══ Excerpt provided
This year the Polk County School system placed in two of the three “top 10” lists for superior performance in the decrease of annual rates of crime, short-term suspensions and dropouts.

Only seven other school systems in the state share this distinction.

Polk County, along with Clay, Lexington City and Jones City, had zero reportable acts of crime among their ninth-12th grade students.

The most common reportable acts of crime within the high school population include possession of a controlled substance in violation of the law, possession of a weapon, including firearms or powerful explosives, or possession of an alcoholic beverage.

Polk County High School Principal Aaron Greene said this doesn’t mean you’ll never find two teenagers getting into a heated argument in the cafeteria. What it does mean, he said, is the system takes a unique approach to dealing with potentially escalating situations.

“Being a small school is of great benefit to us in that we know our kids and our families for the most part and work very hard to not use a cookie-cutter approach to anything,” Greene said. “We take the opportunity to talk to the kids and everyone involved in the situation and ask, ‘Why did that happen? Do you have some kind of underlying issue that led you to do this?’

“We’ve found if we can do that on some of the lesser things that happen we can often avoid a bigger situation down the road. We really do try and take an individual look at all of these things.”

This year’s reporting also classified Polk County as one of five schools with the largest three-year decrease in reportable criminal acts.

Last year, North Carolina schools statewide handed down 131,607 ninth-12th-grade short-term suspensions. On average this means one of six high school students in North Carolina face an out-of-school short-term suspension. Polk County schools accounted for about 30 of those suspensions, one of the lowest rates in the state. Greene said they’ve dealt with about 300 in-school suspensions last year, which relate to minor incidents.

Again, Polk County also saw one of the largest three-year decreases in suspensions.
════
*Requirement 1*. Sum up the article on Polk County schools in two sentences.
*Requirement 2*. Rewrite the paragraph of the Polk County schools article that begins "Last year, North Carolina schools statewide" as a short bulleted list that keeps its main facts.
*Requirement 3*. Write the next paragraph of the article on Polk County schools, picking up after its last sentence.
The material that comes after has nothing to do with the article on Polk County schools.
══ Source material
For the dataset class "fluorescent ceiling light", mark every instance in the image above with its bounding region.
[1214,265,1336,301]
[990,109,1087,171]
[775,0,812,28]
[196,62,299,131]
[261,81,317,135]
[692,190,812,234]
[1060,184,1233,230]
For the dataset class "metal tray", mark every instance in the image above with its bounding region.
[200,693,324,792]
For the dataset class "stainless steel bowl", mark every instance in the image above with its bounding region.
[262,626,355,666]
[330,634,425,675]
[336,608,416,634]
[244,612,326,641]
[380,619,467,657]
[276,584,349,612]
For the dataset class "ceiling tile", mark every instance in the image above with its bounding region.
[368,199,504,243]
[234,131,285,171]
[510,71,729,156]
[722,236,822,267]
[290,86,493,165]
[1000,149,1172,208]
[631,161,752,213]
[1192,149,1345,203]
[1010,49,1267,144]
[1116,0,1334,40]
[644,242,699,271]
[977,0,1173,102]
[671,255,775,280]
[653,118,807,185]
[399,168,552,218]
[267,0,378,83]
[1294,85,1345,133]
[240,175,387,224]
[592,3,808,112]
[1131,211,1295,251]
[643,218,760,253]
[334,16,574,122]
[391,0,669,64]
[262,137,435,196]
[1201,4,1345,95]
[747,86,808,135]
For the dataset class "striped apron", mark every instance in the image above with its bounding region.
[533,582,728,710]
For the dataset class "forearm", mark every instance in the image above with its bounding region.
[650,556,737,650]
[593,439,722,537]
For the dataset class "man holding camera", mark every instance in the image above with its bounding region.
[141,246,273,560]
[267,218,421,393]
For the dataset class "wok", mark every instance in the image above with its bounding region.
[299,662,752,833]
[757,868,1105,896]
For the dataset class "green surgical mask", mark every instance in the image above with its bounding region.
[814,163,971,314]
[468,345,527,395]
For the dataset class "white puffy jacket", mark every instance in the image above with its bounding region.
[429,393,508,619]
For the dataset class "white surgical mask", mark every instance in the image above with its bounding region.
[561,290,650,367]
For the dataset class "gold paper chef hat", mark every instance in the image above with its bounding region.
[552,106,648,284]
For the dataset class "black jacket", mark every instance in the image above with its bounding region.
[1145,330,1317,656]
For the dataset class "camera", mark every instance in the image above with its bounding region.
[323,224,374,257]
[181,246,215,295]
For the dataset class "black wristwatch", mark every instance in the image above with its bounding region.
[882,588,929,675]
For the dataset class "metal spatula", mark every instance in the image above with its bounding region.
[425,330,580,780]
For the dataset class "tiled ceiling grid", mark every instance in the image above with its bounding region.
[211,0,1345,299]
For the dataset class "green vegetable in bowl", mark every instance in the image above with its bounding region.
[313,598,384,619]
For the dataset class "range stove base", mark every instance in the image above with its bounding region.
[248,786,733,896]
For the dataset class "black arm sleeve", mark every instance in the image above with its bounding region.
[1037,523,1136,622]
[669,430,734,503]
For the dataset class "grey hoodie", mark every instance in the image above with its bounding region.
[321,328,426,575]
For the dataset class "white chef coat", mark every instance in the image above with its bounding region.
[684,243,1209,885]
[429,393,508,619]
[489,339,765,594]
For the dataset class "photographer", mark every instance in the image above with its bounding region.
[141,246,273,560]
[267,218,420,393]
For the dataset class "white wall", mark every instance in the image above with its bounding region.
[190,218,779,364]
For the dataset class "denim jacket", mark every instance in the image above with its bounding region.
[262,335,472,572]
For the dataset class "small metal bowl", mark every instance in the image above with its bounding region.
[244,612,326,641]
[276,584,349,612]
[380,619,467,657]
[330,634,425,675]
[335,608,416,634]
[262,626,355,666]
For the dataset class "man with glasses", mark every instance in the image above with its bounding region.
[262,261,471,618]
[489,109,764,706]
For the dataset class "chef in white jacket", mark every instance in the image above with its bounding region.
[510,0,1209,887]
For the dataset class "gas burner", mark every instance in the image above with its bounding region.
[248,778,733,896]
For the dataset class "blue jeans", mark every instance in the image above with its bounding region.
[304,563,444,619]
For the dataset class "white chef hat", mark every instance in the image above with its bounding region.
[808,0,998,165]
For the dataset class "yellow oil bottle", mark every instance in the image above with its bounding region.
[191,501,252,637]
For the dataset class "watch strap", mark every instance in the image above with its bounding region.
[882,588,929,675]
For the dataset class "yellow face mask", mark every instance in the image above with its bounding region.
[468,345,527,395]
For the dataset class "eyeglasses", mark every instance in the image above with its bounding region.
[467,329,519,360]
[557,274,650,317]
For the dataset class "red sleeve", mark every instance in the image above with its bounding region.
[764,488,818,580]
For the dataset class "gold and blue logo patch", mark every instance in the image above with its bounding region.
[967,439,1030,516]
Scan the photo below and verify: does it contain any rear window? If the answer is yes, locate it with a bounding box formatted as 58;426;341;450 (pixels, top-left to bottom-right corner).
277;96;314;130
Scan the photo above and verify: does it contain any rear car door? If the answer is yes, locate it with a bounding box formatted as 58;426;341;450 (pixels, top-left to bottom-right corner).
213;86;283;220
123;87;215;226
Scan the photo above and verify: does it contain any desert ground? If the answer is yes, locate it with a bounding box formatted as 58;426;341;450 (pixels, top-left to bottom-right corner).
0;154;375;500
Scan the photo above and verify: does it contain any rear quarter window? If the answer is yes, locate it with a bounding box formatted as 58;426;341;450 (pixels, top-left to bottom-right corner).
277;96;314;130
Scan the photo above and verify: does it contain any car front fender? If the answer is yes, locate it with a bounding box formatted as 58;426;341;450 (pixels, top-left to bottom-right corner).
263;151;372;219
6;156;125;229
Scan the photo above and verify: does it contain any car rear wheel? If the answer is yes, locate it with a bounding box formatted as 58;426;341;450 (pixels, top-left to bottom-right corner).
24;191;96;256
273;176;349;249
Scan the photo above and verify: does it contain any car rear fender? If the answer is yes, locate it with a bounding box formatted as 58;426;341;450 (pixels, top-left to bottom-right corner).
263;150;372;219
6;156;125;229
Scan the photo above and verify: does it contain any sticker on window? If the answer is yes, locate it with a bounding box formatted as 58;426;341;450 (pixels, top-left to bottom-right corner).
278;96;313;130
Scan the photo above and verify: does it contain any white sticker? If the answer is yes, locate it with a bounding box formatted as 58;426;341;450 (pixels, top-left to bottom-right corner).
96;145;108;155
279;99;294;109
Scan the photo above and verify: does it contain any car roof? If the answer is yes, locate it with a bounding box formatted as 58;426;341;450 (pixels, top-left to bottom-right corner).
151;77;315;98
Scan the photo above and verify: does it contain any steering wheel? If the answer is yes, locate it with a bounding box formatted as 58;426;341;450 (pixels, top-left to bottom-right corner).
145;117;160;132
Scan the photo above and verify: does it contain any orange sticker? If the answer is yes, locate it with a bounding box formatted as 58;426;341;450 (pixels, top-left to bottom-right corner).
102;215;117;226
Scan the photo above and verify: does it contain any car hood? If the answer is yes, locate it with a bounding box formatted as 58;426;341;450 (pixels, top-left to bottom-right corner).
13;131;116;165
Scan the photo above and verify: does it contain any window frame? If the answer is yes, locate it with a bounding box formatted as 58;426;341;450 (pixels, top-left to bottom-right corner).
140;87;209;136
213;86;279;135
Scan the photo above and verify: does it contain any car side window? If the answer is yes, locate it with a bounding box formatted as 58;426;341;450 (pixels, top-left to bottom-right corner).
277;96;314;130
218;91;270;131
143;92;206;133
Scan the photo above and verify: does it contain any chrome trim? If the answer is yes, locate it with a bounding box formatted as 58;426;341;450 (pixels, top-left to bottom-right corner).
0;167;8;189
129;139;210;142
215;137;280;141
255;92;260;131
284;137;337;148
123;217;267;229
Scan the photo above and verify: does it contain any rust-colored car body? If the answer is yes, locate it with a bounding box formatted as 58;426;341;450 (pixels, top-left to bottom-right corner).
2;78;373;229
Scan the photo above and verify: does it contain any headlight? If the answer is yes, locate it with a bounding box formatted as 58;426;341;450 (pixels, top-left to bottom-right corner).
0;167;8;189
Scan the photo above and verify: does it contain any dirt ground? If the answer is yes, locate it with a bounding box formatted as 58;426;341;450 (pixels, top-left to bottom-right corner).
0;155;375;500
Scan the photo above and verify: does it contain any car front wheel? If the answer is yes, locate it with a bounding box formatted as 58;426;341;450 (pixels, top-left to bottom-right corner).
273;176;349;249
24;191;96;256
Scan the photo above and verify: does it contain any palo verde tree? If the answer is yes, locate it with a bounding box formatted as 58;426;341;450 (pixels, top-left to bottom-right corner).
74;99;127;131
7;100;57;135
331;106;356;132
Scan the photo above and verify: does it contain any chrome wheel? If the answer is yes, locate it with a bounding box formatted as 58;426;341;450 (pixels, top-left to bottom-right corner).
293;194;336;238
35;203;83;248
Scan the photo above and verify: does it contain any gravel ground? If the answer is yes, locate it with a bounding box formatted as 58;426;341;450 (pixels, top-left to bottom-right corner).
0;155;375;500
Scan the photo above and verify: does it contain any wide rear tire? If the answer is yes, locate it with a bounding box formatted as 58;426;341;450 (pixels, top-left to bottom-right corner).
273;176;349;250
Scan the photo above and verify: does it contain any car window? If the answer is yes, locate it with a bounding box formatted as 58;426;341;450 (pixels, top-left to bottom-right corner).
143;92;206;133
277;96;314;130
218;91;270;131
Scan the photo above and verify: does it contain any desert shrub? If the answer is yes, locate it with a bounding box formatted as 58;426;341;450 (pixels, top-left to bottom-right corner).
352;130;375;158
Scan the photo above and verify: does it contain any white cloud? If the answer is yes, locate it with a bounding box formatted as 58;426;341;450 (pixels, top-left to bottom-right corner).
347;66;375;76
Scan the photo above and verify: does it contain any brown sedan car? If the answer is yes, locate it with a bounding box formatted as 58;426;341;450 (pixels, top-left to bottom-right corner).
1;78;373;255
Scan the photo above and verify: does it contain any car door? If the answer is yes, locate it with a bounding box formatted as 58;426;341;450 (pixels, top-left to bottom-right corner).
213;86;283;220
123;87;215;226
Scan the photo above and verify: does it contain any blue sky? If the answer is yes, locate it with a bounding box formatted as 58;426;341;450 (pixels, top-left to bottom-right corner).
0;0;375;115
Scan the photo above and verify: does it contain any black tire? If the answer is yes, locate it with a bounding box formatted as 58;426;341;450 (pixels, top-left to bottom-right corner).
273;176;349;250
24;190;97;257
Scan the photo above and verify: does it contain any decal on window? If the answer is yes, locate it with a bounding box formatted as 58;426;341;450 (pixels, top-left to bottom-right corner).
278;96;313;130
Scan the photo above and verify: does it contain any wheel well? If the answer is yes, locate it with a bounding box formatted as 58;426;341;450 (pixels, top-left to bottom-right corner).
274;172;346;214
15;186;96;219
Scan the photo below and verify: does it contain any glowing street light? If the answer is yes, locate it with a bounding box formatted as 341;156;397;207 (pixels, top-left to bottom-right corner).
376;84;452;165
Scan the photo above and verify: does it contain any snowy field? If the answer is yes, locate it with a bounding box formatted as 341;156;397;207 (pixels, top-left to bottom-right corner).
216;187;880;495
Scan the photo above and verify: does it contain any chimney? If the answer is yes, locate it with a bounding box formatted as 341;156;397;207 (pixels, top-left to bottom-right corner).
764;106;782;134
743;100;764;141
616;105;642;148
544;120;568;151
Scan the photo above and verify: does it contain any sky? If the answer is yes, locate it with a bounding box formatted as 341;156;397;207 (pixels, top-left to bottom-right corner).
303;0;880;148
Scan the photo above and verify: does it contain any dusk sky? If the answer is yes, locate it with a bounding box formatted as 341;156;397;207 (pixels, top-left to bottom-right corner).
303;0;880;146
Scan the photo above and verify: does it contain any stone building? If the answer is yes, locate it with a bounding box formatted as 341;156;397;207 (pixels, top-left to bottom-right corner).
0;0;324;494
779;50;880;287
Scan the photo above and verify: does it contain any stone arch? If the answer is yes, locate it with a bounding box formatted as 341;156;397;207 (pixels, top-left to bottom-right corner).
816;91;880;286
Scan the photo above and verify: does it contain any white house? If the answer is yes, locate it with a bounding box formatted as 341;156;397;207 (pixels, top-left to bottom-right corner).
════
*Expected output 1*. This year the Polk County School system made two of the three statewide "top 10" lists for lowering rates of crime, short-term suspensions and dropouts, with zero reportable acts of crime among ninth- to 12th-grade students and one of the largest three-year decreases in both criminal acts and suspensions. Principal Aaron Greene said the small school knows its kids and families and talks with students about minor incidents to find underlying issues and head off bigger problems.

*Expected output 2*.
- North Carolina schools gave out 131,607 short-term suspensions to ninth- to 12th-grade students last year.
- On average, one of six high school students in the state faces an out-of-school short-term suspension.
- Polk County schools accounted for about 30 of those suspensions, one of the lowest rates in the state.
- Greene said the school dealt with about 300 in-school suspensions last year, which relate to minor incidents.

*Expected output 3*.
North Carolina high schools saw 16,804 students drop out last year, which was a decrease of about 12.2 percent. During the 2008-2009 school year, 19,184 North Carolina students dropped out. In total, 70 percent of school districts also saw a decrease in their dropout rates from 2009-2010.

The only area in which Polk County did not place highly was its overall percentage of dropouts for last school year. Its dropout percentage was 2.8 percent, which amounts to 21 students who chose to leave school prior to graduation.

Greene said in a small school it’s easy for this rate to fluctuate anywhere from 2 and 4 percent.

“We were extremely low this year. But one dropout is one too many,” Greene said. “Anything we can do to help a kid get access to a curriculum and make it through, we’ll do it.”

Greene said some students simply have extreme life circumstances that prevent them from getting over the hurdles and making it through to graduation. He said PCHS staff and faculty work hard to prevent studentsfrom feeling as if they have no other choice but to drop out.

He said faculty hold regular meetings to brainstorm solutions for troubled students, as well as offering remediation and assistance through the Academic Recovery Center.

“We really try to take an all-hands-on-deck approach to it, including providing an Academic Recovery Center to help those students recover credits and move forward with their education.”

The district reporting the lowest drop-out rates were Chapel-Hill Carrboro, Elkin City, Dare County, Union County, Newton Conover City, Cherokee County, Gattes County, Iredell-Statesville, Tyrell County and Mooresville City.